» **Extracted data**:
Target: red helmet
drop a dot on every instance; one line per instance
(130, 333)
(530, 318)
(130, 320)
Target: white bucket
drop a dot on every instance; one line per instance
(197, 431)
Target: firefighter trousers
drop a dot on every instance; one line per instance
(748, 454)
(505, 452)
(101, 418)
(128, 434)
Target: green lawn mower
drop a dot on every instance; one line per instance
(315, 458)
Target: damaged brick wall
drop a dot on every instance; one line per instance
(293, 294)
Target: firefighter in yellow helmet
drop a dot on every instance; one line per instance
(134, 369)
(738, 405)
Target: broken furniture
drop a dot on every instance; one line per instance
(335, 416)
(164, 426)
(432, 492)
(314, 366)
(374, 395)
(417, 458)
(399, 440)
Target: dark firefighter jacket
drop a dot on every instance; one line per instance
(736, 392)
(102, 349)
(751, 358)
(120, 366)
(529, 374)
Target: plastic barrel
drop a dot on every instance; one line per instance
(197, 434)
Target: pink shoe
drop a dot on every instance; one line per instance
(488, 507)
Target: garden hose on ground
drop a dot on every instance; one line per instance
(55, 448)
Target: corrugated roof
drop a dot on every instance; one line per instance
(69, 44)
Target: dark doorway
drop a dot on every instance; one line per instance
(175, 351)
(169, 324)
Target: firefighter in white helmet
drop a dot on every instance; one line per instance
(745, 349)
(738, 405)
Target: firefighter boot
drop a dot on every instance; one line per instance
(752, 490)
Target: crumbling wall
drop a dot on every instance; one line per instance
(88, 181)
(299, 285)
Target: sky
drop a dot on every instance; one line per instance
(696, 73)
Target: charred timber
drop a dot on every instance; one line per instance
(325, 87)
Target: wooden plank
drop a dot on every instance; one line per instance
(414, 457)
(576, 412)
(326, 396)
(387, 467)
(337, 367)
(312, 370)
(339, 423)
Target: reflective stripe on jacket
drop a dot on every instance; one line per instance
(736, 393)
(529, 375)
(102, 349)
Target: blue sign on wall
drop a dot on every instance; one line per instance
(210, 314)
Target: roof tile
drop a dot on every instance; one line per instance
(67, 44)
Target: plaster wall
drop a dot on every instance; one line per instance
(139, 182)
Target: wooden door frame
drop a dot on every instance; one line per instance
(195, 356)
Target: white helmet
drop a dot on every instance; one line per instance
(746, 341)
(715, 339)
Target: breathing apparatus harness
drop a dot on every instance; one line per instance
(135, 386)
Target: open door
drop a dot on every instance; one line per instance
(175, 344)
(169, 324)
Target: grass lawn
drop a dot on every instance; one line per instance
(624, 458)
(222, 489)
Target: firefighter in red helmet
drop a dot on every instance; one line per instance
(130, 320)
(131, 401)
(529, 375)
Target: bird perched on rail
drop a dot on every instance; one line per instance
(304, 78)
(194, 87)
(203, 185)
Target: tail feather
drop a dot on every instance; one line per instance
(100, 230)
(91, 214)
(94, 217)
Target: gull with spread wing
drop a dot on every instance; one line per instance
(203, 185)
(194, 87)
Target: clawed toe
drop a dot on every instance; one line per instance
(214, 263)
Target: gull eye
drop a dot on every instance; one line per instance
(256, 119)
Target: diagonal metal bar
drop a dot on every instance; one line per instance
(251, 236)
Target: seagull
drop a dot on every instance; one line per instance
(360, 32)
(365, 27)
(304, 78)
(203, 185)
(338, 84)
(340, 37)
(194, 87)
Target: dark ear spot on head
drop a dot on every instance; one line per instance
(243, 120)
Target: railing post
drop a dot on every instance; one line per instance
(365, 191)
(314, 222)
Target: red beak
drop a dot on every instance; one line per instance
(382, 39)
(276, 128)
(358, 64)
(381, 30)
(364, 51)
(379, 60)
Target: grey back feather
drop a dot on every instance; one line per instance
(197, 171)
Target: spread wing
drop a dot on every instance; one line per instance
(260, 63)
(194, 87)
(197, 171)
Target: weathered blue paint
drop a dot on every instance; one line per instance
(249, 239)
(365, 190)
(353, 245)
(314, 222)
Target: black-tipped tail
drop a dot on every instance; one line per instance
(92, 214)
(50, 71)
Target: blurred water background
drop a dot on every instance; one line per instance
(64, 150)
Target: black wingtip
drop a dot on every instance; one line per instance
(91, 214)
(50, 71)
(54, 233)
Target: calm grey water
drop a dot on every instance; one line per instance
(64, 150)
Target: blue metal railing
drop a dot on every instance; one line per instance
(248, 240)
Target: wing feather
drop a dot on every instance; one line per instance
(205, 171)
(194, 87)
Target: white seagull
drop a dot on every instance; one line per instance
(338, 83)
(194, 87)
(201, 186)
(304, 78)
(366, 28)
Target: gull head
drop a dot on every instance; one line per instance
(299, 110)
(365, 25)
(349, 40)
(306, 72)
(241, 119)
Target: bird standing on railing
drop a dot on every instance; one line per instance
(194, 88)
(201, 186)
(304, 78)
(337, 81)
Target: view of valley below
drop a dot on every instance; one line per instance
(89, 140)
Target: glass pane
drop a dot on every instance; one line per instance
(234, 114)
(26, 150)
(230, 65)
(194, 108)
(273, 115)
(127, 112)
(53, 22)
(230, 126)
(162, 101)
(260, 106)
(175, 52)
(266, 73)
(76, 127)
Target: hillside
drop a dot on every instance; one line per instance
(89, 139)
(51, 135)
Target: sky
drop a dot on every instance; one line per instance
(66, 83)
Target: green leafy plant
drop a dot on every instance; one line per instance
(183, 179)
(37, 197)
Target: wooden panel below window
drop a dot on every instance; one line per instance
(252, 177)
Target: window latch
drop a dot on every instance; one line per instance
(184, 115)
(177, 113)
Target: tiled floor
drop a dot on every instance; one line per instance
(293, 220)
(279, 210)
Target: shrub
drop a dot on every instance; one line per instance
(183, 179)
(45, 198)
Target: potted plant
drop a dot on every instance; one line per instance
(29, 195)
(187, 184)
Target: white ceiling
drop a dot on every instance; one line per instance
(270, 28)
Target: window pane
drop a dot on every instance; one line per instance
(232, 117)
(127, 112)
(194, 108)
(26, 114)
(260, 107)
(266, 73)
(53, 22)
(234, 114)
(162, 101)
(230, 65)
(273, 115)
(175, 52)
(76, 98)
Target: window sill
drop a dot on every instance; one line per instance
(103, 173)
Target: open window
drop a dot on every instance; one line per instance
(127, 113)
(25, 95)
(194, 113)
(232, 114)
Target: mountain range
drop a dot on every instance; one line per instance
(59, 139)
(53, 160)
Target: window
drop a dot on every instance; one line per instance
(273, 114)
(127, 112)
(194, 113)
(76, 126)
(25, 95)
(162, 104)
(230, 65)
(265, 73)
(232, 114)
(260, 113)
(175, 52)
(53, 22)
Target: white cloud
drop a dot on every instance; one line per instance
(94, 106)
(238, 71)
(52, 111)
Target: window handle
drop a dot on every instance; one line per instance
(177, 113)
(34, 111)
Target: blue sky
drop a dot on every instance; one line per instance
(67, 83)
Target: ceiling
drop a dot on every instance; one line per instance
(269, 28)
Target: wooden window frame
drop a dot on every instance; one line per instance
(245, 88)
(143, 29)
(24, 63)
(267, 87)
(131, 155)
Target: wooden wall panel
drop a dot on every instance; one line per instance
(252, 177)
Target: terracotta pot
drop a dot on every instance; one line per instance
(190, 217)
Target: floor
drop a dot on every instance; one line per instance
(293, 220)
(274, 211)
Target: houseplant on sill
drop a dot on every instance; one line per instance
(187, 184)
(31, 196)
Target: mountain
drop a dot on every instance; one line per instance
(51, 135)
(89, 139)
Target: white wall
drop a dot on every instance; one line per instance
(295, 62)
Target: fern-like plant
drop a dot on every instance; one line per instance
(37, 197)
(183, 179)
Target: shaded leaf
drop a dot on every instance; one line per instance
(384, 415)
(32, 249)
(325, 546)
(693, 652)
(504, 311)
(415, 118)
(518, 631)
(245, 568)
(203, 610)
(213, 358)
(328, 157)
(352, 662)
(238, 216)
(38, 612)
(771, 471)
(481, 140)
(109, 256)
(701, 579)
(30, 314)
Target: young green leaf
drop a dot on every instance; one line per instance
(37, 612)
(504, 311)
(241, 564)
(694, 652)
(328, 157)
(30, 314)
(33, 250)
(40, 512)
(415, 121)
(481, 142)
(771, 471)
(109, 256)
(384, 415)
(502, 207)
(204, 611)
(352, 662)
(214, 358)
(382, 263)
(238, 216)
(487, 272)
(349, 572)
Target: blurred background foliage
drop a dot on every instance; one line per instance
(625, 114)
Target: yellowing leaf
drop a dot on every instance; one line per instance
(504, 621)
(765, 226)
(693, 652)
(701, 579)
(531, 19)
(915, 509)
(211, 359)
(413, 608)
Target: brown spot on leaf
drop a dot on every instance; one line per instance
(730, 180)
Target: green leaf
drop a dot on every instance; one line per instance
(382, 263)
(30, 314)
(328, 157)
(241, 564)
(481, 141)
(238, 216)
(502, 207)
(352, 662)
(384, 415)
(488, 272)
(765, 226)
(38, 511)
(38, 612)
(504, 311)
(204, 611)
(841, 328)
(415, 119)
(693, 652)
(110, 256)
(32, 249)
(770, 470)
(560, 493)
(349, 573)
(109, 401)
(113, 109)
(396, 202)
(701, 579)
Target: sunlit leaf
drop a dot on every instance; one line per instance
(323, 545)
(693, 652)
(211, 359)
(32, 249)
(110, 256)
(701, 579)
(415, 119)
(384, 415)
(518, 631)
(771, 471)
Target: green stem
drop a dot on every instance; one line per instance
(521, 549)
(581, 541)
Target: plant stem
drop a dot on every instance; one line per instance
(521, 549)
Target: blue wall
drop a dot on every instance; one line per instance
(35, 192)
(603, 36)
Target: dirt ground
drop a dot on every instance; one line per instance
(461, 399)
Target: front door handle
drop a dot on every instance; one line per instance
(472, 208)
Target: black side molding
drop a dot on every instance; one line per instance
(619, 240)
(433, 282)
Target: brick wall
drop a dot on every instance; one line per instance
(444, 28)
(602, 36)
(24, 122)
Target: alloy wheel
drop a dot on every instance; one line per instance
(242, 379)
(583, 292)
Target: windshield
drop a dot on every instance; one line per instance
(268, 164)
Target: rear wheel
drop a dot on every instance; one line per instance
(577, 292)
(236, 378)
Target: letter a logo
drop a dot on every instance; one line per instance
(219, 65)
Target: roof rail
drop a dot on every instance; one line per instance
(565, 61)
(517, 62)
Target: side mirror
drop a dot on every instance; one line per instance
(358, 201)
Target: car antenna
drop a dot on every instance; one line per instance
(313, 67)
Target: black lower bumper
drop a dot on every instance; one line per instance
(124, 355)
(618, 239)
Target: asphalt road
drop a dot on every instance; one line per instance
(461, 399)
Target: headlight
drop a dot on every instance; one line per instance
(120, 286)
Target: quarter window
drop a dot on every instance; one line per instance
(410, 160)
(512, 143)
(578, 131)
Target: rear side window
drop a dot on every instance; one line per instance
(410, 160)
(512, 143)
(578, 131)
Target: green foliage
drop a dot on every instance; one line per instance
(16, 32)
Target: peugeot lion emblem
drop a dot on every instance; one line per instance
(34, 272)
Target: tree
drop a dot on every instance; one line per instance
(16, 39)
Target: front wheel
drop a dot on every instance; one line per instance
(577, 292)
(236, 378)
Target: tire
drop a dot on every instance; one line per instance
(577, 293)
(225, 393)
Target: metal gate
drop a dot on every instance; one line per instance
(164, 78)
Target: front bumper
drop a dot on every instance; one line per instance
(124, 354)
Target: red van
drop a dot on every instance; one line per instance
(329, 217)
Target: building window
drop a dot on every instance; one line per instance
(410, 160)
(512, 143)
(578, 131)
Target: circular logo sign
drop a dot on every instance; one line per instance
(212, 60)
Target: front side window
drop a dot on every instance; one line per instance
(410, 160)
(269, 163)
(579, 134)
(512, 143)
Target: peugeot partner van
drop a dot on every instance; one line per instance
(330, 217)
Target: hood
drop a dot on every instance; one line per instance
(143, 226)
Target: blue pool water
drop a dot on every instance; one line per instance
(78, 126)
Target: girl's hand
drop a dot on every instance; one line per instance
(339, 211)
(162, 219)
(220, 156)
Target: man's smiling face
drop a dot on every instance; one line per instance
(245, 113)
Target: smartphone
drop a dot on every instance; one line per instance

» **Task goal**:
Exactly and only the lines from the one containing "Target: building window" through the end of the material are to be reproduced, both ends included.

» **Answer**:
Target: building window
drop a dot on every instance; one line per instance
(410, 160)
(512, 143)
(578, 131)
Target: circular logo sign
drop a dot on every instance; one line per instance
(212, 60)
Target: front side window
drop a dot on every instance; one line per instance
(410, 160)
(269, 163)
(579, 134)
(512, 143)
Target: peugeot partner van
drop a dot on every instance; one line per instance
(330, 217)
Target: hood
drop a dot on every instance; one line per instance
(143, 226)
Target: blue pool water
drop a dot on every instance; one line per instance
(78, 126)
Target: girl's hand
drop a dot on every instance; one line per instance
(339, 211)
(162, 219)
(220, 156)
Target: man's smiling face
drop a dot on every instance; one line per instance
(245, 113)
Target: smartphone
drop a dot on every instance; one line per instance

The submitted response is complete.